**Problem requirements**
Restate each of the lines given below, word for word.

**Supplied records**
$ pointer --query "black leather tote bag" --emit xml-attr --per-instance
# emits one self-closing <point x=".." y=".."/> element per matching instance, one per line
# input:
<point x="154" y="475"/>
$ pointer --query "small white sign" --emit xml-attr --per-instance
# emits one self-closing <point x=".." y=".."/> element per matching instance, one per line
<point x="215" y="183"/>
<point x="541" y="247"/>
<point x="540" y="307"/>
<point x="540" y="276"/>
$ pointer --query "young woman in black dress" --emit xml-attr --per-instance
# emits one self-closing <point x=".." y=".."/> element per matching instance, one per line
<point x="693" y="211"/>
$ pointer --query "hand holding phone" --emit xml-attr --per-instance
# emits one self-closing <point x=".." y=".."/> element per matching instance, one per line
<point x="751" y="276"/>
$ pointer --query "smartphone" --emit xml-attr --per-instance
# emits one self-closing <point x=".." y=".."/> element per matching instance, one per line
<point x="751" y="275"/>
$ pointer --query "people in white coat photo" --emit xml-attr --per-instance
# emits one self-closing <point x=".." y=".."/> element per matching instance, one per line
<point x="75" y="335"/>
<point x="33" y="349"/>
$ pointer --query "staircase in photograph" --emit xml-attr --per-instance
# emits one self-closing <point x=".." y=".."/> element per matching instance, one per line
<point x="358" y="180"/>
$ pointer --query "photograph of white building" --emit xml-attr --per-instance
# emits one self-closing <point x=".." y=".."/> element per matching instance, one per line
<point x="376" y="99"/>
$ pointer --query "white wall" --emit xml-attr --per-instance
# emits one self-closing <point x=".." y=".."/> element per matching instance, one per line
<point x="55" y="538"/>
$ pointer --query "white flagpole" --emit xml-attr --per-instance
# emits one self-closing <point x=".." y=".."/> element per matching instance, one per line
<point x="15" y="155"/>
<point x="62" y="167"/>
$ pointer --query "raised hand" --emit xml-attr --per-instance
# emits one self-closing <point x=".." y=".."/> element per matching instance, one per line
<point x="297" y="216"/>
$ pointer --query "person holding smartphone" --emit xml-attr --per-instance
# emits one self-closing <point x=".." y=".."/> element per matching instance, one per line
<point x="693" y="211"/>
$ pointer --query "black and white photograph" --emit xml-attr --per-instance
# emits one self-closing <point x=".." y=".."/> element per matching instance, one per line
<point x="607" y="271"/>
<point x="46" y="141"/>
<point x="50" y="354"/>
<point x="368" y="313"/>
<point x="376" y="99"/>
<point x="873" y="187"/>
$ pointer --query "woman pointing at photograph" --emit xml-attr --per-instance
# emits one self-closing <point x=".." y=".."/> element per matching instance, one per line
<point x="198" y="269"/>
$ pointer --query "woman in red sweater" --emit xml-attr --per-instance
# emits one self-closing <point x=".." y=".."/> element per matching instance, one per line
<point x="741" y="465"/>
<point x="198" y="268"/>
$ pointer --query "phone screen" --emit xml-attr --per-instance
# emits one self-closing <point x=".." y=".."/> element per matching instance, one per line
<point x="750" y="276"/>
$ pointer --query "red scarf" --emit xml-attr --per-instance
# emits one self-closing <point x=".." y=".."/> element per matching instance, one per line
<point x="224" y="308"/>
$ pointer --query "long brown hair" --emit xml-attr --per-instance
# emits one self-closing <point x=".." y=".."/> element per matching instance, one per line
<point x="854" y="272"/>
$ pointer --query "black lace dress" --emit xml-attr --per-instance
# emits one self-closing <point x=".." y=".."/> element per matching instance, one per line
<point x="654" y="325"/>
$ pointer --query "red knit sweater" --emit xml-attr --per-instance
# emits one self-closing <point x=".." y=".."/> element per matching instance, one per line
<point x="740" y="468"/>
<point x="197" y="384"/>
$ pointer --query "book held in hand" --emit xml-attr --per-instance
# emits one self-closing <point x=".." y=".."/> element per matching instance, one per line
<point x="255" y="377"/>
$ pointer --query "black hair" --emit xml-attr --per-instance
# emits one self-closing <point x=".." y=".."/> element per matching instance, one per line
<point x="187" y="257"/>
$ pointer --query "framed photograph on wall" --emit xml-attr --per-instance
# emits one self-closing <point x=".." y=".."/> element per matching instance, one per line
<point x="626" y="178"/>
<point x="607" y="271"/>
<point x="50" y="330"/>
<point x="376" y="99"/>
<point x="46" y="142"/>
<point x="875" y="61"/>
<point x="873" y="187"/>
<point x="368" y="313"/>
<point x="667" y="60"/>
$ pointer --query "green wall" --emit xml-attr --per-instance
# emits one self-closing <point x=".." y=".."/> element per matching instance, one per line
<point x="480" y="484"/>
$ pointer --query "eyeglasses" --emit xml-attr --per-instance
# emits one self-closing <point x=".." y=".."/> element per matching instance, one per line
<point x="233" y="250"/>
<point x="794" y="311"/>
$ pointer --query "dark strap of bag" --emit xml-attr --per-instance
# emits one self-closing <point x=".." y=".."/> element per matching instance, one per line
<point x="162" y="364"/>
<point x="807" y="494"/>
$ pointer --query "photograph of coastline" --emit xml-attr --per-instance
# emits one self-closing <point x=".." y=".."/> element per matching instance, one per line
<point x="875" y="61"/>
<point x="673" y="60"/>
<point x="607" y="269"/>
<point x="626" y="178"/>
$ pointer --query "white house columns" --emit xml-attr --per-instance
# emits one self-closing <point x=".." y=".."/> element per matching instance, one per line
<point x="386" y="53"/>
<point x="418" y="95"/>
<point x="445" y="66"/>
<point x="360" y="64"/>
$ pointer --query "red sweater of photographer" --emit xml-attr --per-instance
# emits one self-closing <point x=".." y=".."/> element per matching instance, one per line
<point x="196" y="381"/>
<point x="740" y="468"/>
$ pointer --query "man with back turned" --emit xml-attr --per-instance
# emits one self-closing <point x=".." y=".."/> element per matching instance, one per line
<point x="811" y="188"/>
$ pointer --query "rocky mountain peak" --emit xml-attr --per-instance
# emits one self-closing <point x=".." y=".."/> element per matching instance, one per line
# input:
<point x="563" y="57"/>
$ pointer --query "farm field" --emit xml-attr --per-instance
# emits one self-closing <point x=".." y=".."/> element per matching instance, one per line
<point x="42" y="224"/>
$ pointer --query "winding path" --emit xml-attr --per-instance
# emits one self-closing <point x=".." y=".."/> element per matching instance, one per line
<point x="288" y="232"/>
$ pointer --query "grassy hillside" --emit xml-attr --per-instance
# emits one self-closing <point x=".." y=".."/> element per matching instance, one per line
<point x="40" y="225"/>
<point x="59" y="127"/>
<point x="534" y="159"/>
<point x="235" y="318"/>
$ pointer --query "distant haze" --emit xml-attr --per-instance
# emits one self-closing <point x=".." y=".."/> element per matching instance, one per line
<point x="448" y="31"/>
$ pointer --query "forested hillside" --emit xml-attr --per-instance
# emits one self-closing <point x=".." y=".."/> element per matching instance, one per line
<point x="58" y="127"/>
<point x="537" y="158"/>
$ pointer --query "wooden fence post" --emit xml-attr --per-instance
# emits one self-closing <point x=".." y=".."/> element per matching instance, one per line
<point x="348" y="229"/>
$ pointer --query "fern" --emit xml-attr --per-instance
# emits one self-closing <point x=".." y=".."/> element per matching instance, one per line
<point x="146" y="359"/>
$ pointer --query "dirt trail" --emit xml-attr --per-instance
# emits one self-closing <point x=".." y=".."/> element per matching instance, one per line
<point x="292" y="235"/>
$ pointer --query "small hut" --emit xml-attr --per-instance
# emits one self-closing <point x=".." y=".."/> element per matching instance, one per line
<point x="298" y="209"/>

**Output for this exercise**
$ pointer --query "black leather tote bag" --emit xml-attr --per-instance
# emits one self-closing <point x=".." y=".."/> element per matching instance, one per line
# input:
<point x="154" y="475"/>
$ pointer --query "small white sign" --emit xml-attr --per-instance
# emits one self-closing <point x=".." y=".."/> element per matching instance, one per line
<point x="215" y="183"/>
<point x="541" y="247"/>
<point x="540" y="307"/>
<point x="540" y="276"/>
$ pointer --query "young woman in black dress" --emit xml-attr --per-instance
# emits one self-closing <point x=".." y=".."/> element per matching instance, one per line
<point x="693" y="211"/>
$ pointer --query "hand holding phone" --emit xml-attr --per-instance
# emits one self-closing <point x=".." y=".."/> element per matching instance, one per line
<point x="751" y="276"/>
$ pointer --query "smartphone" --emit xml-attr --per-instance
# emits one self-closing <point x=".." y=".."/> element per matching instance, one per line
<point x="751" y="275"/>
$ pointer --query "people in white coat photo" --emit xml-attr --per-instance
# emits one self-closing <point x=".." y=".."/> element per matching instance, one per line
<point x="75" y="335"/>
<point x="33" y="349"/>
$ pointer --query "staircase in photograph" --emit xml-attr --per-instance
# emits one self-closing <point x=".." y=".."/> element per matching instance, one per line
<point x="358" y="180"/>
$ pointer --query "photograph of white building" --emit xml-attr --per-instance
# emits one self-closing <point x=".." y=".."/> element per matching instance, one per line
<point x="376" y="99"/>
$ pointer --query "white wall" --emit xml-attr --per-instance
# emits one self-closing <point x=".." y=".."/> element per matching instance, one per line
<point x="55" y="538"/>
$ pointer --query "white flagpole" --emit xml-attr --per-instance
# emits one self-closing <point x=".." y=".."/> element per matching instance, one per line
<point x="15" y="155"/>
<point x="62" y="167"/>
$ pointer --query "raised hand" --emit xml-attr --per-instance
# emits one self-closing <point x=".." y=".."/> element per matching instance, one per line
<point x="297" y="216"/>
$ pointer --query "person holding smartphone" --emit xml-attr --per-instance
# emits one self-closing <point x=".." y=".."/> element per matching instance, one per line
<point x="693" y="211"/>
$ pointer --query "black and white photograph" --emit xml-attr --per-instance
# emits one self-closing <point x=".." y=".."/> element per matching instance, one per line
<point x="607" y="271"/>
<point x="46" y="141"/>
<point x="50" y="354"/>
<point x="368" y="313"/>
<point x="376" y="99"/>
<point x="873" y="187"/>
$ pointer --query "woman pointing at photograph" --emit xml-attr --per-instance
# emits one self-closing <point x=".." y=".."/> element per matching instance, one per line
<point x="198" y="269"/>
$ pointer --query "woman in red sweater" --emit xml-attr --per-instance
# emits one self-closing <point x=".." y=".."/> element per matching instance, one per line
<point x="741" y="465"/>
<point x="198" y="268"/>
$ pointer --query "phone screen" --emit xml-attr --per-instance
# emits one self-closing <point x=".." y=".."/> element per matching instance, one per line
<point x="750" y="276"/>
$ pointer --query "red scarf" --emit xml-attr --per-instance
# emits one self-closing <point x=".." y=".."/> element per matching instance, one per line
<point x="224" y="308"/>
$ pointer --query "long brown hair" --emit xml-attr --per-instance
# emits one self-closing <point x=".." y=".."/> element per matching instance, one per line
<point x="854" y="272"/>
$ pointer --query "black lace dress" --emit xml-attr --per-instance
# emits one self-closing <point x=".." y=".."/> element per matching instance, one per line
<point x="654" y="325"/>
$ pointer --query "red knit sweater" --emit xml-attr --per-instance
# emits one self-closing <point x=".." y=".."/> element per matching instance, one per line
<point x="740" y="468"/>
<point x="197" y="384"/>
$ pointer --query "book held in hand" --emit xml-attr --per-instance
# emits one self-closing <point x=".." y=".."/> element per matching instance, one per line
<point x="255" y="377"/>
$ pointer --query "black hair" --emit xml-attr --per-instance
# emits one self-closing <point x=".." y=".."/> element per matching instance, one per line
<point x="187" y="257"/>
$ pointer --query "framed photograph on wall" --emit xml-attr --per-instance
# emits one self-closing <point x=".." y=".."/> element per matching instance, one per line
<point x="626" y="178"/>
<point x="607" y="271"/>
<point x="50" y="330"/>
<point x="376" y="99"/>
<point x="46" y="142"/>
<point x="875" y="61"/>
<point x="873" y="187"/>
<point x="368" y="313"/>
<point x="667" y="60"/>
$ pointer --query "green wall" --emit xml-attr --per-instance
# emits one self-closing <point x=".." y=".."/> element per matching instance, one per line
<point x="480" y="484"/>
$ pointer --query "eyeglasses" --emit xml-attr --per-instance
# emits one self-closing <point x=".." y=".."/> element per matching instance, one per line
<point x="233" y="250"/>
<point x="794" y="311"/>
$ pointer --query "dark strap of bag" --emit xml-attr --per-instance
# emits one self-closing <point x=".." y=".."/> element per matching instance, one per line
<point x="162" y="364"/>
<point x="807" y="494"/>
$ pointer --query "photograph of coastline" --emit xml-attr --per-instance
# emits one self-closing <point x=".." y=".."/> element per matching instance, one per line
<point x="875" y="61"/>
<point x="673" y="60"/>
<point x="607" y="269"/>
<point x="626" y="178"/>
$ pointer --query "white house columns" --emit xml-attr --per-instance
# emits one self-closing <point x=".." y=".."/> element per matching instance, one per line
<point x="386" y="53"/>
<point x="418" y="95"/>
<point x="445" y="66"/>
<point x="360" y="64"/>
$ pointer --query "red sweater of photographer" --emit xml-attr --per-instance
# emits one self-closing <point x=".." y=".."/> element per matching instance, one per line
<point x="196" y="381"/>
<point x="740" y="468"/>
$ pointer --query "man with back turned" --emit xml-attr --per-instance
# emits one self-closing <point x=".." y=".."/> element per matching instance, one per line
<point x="811" y="188"/>
$ pointer --query "rocky mountain peak" --emit xml-attr --per-instance
# emits one self-closing <point x=".." y=".."/> element per matching instance, one per line
# input:
<point x="563" y="57"/>
$ pointer --query "farm field" --emit xml-attr --per-instance
# emits one self-closing <point x=".." y=".."/> element per matching instance, one per line
<point x="42" y="224"/>
$ pointer --query "winding path" --emit xml-attr --per-instance
# emits one self-closing <point x=".." y=".."/> element per matching instance, one per line
<point x="288" y="232"/>
$ pointer --query "grassy hillside" --emit xml-attr --per-instance
# emits one self-closing <point x=".." y=".."/> element per matching instance, one per line
<point x="40" y="225"/>
<point x="59" y="127"/>
<point x="534" y="159"/>
<point x="235" y="318"/>
$ pointer --query "distant haze" --emit xml-attr --per-instance
# emits one self-closing <point x=".." y=".."/> element per matching instance, one per line
<point x="448" y="31"/>
$ pointer --query "forested hillside" --emit xml-attr --per-instance
# emits one self-closing <point x=".." y=".."/> element per matching instance, one per line
<point x="58" y="127"/>
<point x="537" y="158"/>
$ pointer --query "wooden fence post" --emit xml-attr --per-instance
# emits one self-closing <point x=".." y=".."/> element per matching instance, one per line
<point x="348" y="229"/>
$ pointer --query "fern" --emit xml-attr --per-instance
# emits one self-closing <point x=".." y=".."/> element per matching instance, one per line
<point x="146" y="359"/>
$ pointer --query "dirt trail" --emit xml-attr --per-instance
# emits one self-closing <point x=".." y=".."/> element per matching instance, one per line
<point x="292" y="235"/>
$ pointer --query "small hut" --emit xml-attr --per-instance
# emits one self-closing <point x=".." y=".."/> element per matching instance, one per line
<point x="298" y="209"/>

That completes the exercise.